Data extracted from a collection
───

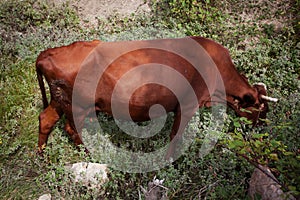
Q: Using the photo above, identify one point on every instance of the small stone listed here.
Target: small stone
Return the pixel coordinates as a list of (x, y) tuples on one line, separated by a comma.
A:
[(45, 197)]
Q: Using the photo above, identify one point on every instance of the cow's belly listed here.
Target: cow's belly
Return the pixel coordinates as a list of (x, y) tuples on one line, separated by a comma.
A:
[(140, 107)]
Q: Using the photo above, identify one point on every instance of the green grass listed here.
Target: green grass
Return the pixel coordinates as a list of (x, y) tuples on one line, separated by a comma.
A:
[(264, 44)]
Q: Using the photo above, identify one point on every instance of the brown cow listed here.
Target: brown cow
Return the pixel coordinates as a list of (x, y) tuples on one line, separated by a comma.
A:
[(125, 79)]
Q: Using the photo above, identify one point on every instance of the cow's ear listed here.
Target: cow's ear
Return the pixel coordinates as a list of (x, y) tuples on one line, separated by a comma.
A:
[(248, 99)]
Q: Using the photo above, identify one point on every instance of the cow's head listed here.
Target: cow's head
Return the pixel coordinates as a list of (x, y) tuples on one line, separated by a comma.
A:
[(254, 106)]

───

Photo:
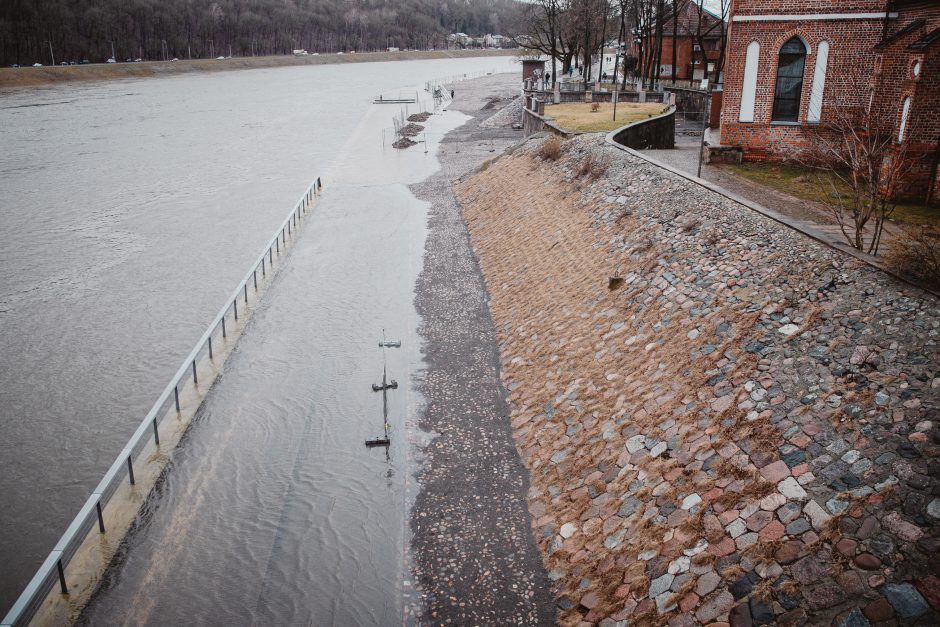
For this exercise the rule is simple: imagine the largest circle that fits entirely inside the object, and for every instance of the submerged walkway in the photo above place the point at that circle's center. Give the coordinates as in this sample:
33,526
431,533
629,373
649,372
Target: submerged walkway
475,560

───

■ **Assignment**: Go through the data and show each line that holds "every".

■ **Task answer**:
Q: Using the photo above, identify one point on every instance of the small stone listed here.
Q: Using the photo above, identify one point on every instance of the cow's belly listed here.
Q: Using the photo above, identify one point on every instance of the green grass listed here.
Q: Using the photo above, identify one point on every instance of the brown cow listed here.
Q: Using the photo above, identify one point on every instance of the cow's ear listed here.
Q: Using the photo above, identify one point on every instance of the cow's head listed here.
For this exercise the rule is simple: imagine the largest circle that fits entirely inside the object, and for every instance of the submerged walkway in the photo above place the point at that circle's center. Give the coordinates as in this sample:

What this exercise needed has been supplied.